(Saved entries)

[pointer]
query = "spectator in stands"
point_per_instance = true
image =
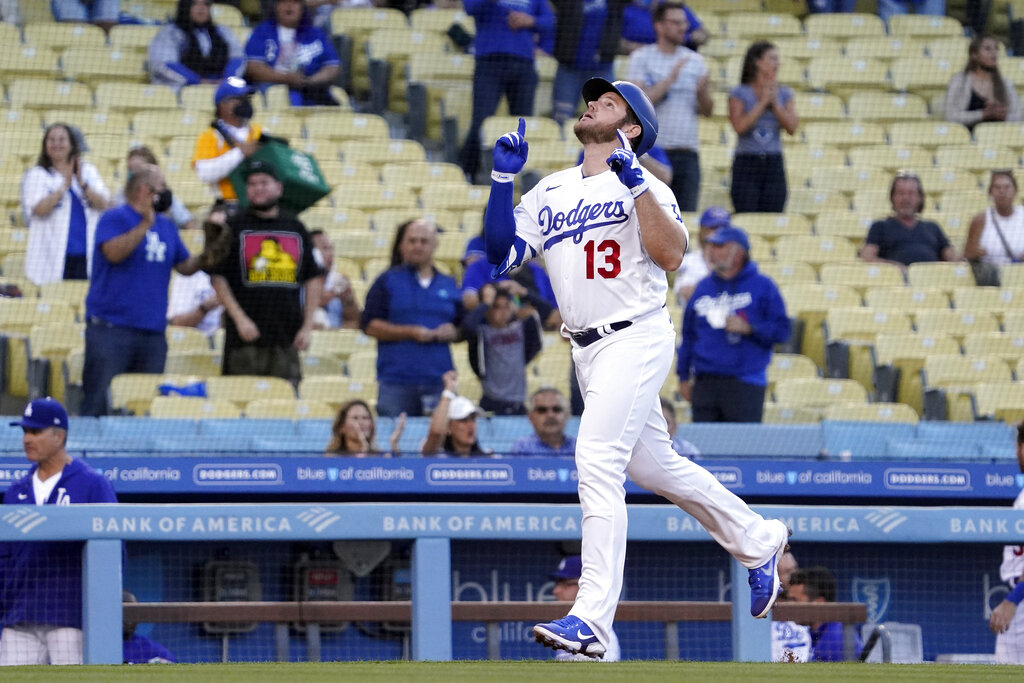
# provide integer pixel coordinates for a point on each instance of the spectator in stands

• _Requirement_
Retype every record above word for word, leaving out any pictures.

• _Your response_
[pointer]
query = "spectator in stands"
point_per_instance = true
image =
# provide integer pixel coordinates for a point on each instance of the spectator in stands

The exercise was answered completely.